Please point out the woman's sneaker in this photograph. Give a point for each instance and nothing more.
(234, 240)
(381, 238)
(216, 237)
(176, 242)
+===+
GIVEN REQUEST
Return every line of the listing above that contains the word "each", copying the full line.

SOLUTION FOR THIS PROBLEM
Please point out the woman's sneaker in this photograph. Give a point for each instance and nothing more.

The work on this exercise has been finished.